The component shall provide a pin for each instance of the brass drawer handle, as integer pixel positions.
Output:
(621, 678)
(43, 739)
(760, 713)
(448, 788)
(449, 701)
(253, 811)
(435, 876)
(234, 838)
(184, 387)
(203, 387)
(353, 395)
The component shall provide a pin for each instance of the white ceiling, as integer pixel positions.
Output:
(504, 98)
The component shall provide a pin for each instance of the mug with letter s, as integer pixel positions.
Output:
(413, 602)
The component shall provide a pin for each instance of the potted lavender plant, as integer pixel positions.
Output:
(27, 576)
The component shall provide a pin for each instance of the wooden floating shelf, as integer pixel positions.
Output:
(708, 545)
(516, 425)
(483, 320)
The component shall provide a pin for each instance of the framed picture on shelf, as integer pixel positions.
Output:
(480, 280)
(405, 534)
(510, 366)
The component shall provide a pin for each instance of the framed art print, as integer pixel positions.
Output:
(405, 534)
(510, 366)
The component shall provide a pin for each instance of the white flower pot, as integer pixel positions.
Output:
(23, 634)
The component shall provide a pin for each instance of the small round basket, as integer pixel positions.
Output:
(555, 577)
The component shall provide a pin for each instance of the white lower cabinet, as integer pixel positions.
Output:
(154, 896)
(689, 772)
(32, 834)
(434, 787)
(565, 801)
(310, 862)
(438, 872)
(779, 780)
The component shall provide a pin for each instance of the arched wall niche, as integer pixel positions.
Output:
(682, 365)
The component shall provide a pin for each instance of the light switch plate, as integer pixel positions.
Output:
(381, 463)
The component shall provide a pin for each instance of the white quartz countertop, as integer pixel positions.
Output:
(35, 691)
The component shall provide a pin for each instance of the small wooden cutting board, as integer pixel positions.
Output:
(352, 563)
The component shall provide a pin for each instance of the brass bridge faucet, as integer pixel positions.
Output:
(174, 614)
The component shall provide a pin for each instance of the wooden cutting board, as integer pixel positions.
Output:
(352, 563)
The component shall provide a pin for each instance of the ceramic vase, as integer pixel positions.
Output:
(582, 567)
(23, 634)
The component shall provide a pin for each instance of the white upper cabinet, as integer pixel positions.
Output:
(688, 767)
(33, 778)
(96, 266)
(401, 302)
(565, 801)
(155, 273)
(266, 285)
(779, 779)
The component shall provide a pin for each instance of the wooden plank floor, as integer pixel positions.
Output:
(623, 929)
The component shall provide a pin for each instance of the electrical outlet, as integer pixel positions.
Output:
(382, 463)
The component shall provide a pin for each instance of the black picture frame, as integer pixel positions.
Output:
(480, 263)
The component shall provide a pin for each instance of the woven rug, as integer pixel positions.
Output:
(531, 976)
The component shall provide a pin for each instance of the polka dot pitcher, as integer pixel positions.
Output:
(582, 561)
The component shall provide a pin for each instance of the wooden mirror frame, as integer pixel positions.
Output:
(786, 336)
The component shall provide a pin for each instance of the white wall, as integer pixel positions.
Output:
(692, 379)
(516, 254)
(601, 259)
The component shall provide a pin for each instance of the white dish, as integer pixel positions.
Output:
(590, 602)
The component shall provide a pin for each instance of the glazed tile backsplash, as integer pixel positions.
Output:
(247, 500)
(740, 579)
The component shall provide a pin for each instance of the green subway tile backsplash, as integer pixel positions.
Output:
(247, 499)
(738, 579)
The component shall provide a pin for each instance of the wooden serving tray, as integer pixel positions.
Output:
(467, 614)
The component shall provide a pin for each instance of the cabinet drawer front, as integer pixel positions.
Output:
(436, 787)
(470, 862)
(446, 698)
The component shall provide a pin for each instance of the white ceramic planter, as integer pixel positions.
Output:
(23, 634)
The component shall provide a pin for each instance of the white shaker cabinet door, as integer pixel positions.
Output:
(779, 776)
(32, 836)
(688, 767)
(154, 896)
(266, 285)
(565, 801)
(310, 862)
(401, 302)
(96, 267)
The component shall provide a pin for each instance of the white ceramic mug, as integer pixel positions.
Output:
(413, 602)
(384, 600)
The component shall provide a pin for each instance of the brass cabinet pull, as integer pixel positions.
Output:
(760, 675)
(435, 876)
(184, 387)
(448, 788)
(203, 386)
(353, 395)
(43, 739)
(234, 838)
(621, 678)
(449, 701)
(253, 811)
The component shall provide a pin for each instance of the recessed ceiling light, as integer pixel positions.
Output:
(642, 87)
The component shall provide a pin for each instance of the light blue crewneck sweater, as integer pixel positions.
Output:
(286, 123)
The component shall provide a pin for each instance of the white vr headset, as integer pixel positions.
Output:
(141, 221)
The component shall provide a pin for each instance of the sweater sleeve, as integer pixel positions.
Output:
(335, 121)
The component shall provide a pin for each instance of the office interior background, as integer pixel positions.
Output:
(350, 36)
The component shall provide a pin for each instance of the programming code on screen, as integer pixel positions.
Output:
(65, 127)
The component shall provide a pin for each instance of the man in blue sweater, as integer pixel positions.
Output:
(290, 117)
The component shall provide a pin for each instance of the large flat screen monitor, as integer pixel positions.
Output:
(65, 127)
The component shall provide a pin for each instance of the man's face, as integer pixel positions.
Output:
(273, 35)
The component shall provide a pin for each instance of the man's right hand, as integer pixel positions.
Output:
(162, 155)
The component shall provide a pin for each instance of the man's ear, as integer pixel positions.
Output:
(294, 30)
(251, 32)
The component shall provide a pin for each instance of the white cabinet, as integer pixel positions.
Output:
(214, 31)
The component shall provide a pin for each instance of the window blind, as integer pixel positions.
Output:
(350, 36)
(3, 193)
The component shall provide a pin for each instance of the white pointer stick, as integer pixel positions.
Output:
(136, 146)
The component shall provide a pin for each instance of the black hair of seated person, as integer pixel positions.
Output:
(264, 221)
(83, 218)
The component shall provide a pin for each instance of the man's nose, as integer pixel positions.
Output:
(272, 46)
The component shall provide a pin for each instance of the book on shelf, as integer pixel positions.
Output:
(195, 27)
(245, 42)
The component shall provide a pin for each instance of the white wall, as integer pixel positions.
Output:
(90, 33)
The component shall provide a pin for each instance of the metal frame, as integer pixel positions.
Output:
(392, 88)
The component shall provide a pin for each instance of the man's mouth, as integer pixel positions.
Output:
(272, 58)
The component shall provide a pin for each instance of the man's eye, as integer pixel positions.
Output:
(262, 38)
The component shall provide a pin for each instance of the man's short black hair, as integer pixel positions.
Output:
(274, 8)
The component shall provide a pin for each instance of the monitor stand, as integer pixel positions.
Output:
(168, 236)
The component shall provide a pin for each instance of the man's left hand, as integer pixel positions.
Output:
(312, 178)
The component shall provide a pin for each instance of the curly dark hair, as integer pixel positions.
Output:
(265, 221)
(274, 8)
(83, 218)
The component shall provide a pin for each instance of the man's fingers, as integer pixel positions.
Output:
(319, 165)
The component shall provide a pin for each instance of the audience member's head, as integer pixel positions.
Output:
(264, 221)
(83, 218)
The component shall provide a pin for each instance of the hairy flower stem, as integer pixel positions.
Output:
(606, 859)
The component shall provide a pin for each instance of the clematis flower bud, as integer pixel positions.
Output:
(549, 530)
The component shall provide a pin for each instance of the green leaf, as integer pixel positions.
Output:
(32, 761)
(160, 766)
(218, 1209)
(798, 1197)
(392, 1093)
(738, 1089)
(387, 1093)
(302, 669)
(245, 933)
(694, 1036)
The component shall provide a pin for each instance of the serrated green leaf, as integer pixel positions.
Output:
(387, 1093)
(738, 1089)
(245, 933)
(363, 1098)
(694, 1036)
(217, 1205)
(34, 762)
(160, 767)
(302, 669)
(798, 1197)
◇ ◇ ◇ ◇ ◇
● **What to work on**:
Reproduce all of the entries above line for line, changing nothing.

● **Output of the exercise**:
The component shall provide a pin for each instance of the brass drawer handle, as integer pixel positions.
Output:
(621, 678)
(43, 739)
(760, 713)
(448, 788)
(449, 701)
(253, 811)
(435, 876)
(234, 838)
(184, 387)
(203, 387)
(353, 395)
The component shall provide a pin for each instance of the white ceiling, as integer pixel positions.
Output:
(504, 98)
The component shall provide a pin for each instance of the mug with letter s, as integer pixel positions.
Output:
(413, 602)
The component shall provide a pin for each instance of the potted lavender plant, as integer pixel positions.
Output:
(27, 576)
The component shall provide a pin for each instance of the wooden floating shelf, as integer pixel positions.
Output:
(708, 545)
(516, 425)
(483, 320)
The component shall provide a pin for each instance of the framed picture on shelf, as integer pixel positions.
Output:
(480, 280)
(405, 534)
(510, 366)
The component shall provide a pin for each instance of the framed art print, as integer pixel positions.
Output:
(405, 534)
(510, 366)
The component shall provide a pin for each instance of the white flower pot, as integer pixel positions.
Output:
(23, 634)
The component shall provide a pin for each instance of the small round basket, as integer pixel positions.
Output:
(555, 577)
The component shall provide a pin for each instance of the white lower cabinet, as integer pixel positions.
Output:
(154, 896)
(689, 772)
(32, 834)
(434, 787)
(565, 801)
(310, 862)
(438, 872)
(779, 780)
The component shall provide a pin for each instance of the arched wall niche, as integer pixel positions.
Output:
(682, 365)
The component shall provide a pin for each instance of the light switch plate, as integer pixel positions.
Output:
(381, 463)
The component shall provide a pin for each instance of the white quartz countertop, as integer pixel positions.
Output:
(35, 691)
The component shall provide a pin for each instance of the small wooden cutting board, as integer pixel positions.
Output:
(352, 563)
The component shall provide a pin for each instance of the brass bridge faucet, as integer pixel positions.
Output:
(174, 614)
The component shall provide a pin for each instance of the wooden cutting board, as integer pixel positions.
Output:
(352, 563)
The component shall provide a pin for each instance of the ceramic vase, as integer pixel positions.
Output:
(582, 567)
(23, 634)
The component shall provide a pin for each instance of the white upper cabinet, as integer pixel positions.
Output:
(688, 767)
(33, 778)
(96, 266)
(401, 302)
(565, 801)
(155, 273)
(266, 285)
(779, 779)
The component shall provide a pin for each instance of the wooden plank floor, as integer pixel positions.
Output:
(623, 929)
The component shall provide a pin for each instance of the electrical outlet, as integer pixel positions.
Output:
(382, 463)
The component shall provide a pin for each instance of the black picture frame, as integer pixel positions.
Output:
(480, 263)
The component shall provide a pin for each instance of the woven rug, as integer pixel positions.
Output:
(531, 976)
The component shall provide a pin for each instance of the polka dot pitcher, as integer pixel positions.
Output:
(582, 561)
The component shall provide a pin for each instance of the wooden mirror frame, as integer pixel positions.
Output:
(786, 336)
The component shall provide a pin for each instance of the white wall, as integer pixel positions.
Output:
(692, 379)
(516, 254)
(601, 259)
The component shall provide a pin for each instance of the white dish, as integer pixel positions.
Output:
(590, 602)
The component shall provide a pin for each instance of the glazed tile backsplash, as integer pixel positions.
Output:
(247, 500)
(740, 579)
The component shall provide a pin for each instance of the green subway tile backsplash, as integer pixel positions.
Output:
(247, 499)
(738, 579)
The component shall provide a pin for each instance of the wooden serving tray, as integer pixel positions.
Output:
(467, 614)
The component shall provide a pin for each instance of the cabinet drawer front, as integer pixel positions.
Output:
(436, 787)
(470, 862)
(446, 698)
The component shall provide a pin for each instance of the white ceramic planter, as integer pixel positions.
Output:
(23, 634)
The component shall provide a pin for each instance of the white shaker cabinet door, as integer pixel positions.
Output:
(779, 776)
(32, 836)
(688, 767)
(154, 896)
(266, 285)
(565, 801)
(310, 862)
(401, 302)
(96, 267)
The component shall provide a pin for each instance of the white ceramic mug, as integer pixel positions.
Output:
(413, 602)
(384, 600)
The component shall provide a pin for each instance of the brass cabinet pull, as integer pixel positions.
Output:
(760, 675)
(435, 876)
(184, 387)
(448, 788)
(203, 386)
(353, 395)
(43, 739)
(234, 838)
(621, 678)
(449, 701)
(253, 811)
The component shall provide a pin for each instance of the recessed ceiling light, as integer pixel positions.
Output:
(642, 87)
The component shall provide a pin for each instance of the light blue crewneck sweater, as integer pixel positions.
Output:
(286, 123)
The component shall provide a pin for each instance of the white vr headset, as integer pixel positions.
Output:
(141, 221)
The component shall provide a pin for each instance of the sweater sleeve, as integer pixel positions.
Output:
(335, 121)
The component shall provide a pin for each instance of the office interior background, as integer pixel positions.
Output:
(350, 36)
The component shall provide a pin for each instance of the programming code on screen, as integer pixel positions.
Output:
(65, 127)
The component shall provide a pin for each instance of the man in blue sweater, as integer pixel positions.
Output:
(290, 117)
The component shall provide a pin for each instance of the large flat screen monitor, as integer pixel positions.
Output:
(65, 127)
The component shall provide a pin for each instance of the man's face, as integer pixel positions.
Output:
(273, 35)
The component shall provide a pin for each instance of the man's right hand, as integer pixel positions.
Output:
(162, 155)
The component shall provide a pin for each instance of the man's ear, as integer pixel positions.
Output:
(294, 30)
(251, 32)
The component shall provide a pin for each instance of the white cabinet, as integer pixel positions.
Output:
(214, 31)
The component shall provide a pin for each instance of the window blind, as integer pixel positions.
Output:
(350, 36)
(3, 193)
The component shall provide a pin for each instance of the white pointer stick, as integer pixel positions.
Output:
(136, 146)
The component shall provide a pin for each instance of the black hair of seated person, as integer pixel positions.
Output:
(264, 221)
(83, 218)
The component shall provide a pin for each instance of the man's nose, as integer pixel positions.
Output:
(272, 46)
The component shall provide a pin for each instance of the book on shelf, as integer pixel positions.
Output:
(195, 27)
(245, 42)
The component shall provide a pin for each instance of the white wall, as integer pixel positions.
Output:
(90, 33)
The component shall provide a pin for each instance of the metal frame, as integer pixel positions.
Output:
(392, 88)
The component shall provide a pin for each instance of the man's mouth, as integer pixel positions.
Output:
(272, 58)
The component shall provide a pin for each instance of the man's eye, as integer pixel positions.
Output:
(262, 38)
The component shall provide a pin for each instance of the man's short black hair, as integer pixel positions.
Output:
(274, 8)
The component shall provide a pin for each instance of the monitor stand, as integer pixel positions.
Output:
(168, 236)
The component shall provide a pin for each instance of the man's left hand, as integer pixel positions.
Output:
(312, 178)
The component shall provide a pin for each instance of the curly dark hair, as integer pixel positions.
Output:
(265, 221)
(274, 8)
(83, 218)
The component shall provide a pin for each instance of the man's fingers, as integer pixel positions.
Output:
(319, 165)
The component shall provide a pin for each instance of the audience member's head, as integer pixel positions.
Output:
(264, 221)
(83, 218)
The component shall provide a pin for each instance of the hairy flower stem, as integer pixel positions.
Output:
(606, 859)
The component shall provide a pin for each instance of the clematis flower bud, as integer pixel positions.
Output:
(549, 530)
The component shall provide a pin for each instance of the green leaf, as integer pixel positions.
Output:
(32, 761)
(160, 766)
(218, 1209)
(798, 1197)
(392, 1093)
(738, 1089)
(387, 1093)
(302, 669)
(245, 933)
(694, 1036)
The component shall provide a pin for each instance of the serrated green leaf, as integer pixel positions.
Output:
(387, 1093)
(738, 1089)
(245, 933)
(363, 1098)
(694, 1036)
(217, 1205)
(34, 762)
(160, 767)
(302, 669)
(798, 1197)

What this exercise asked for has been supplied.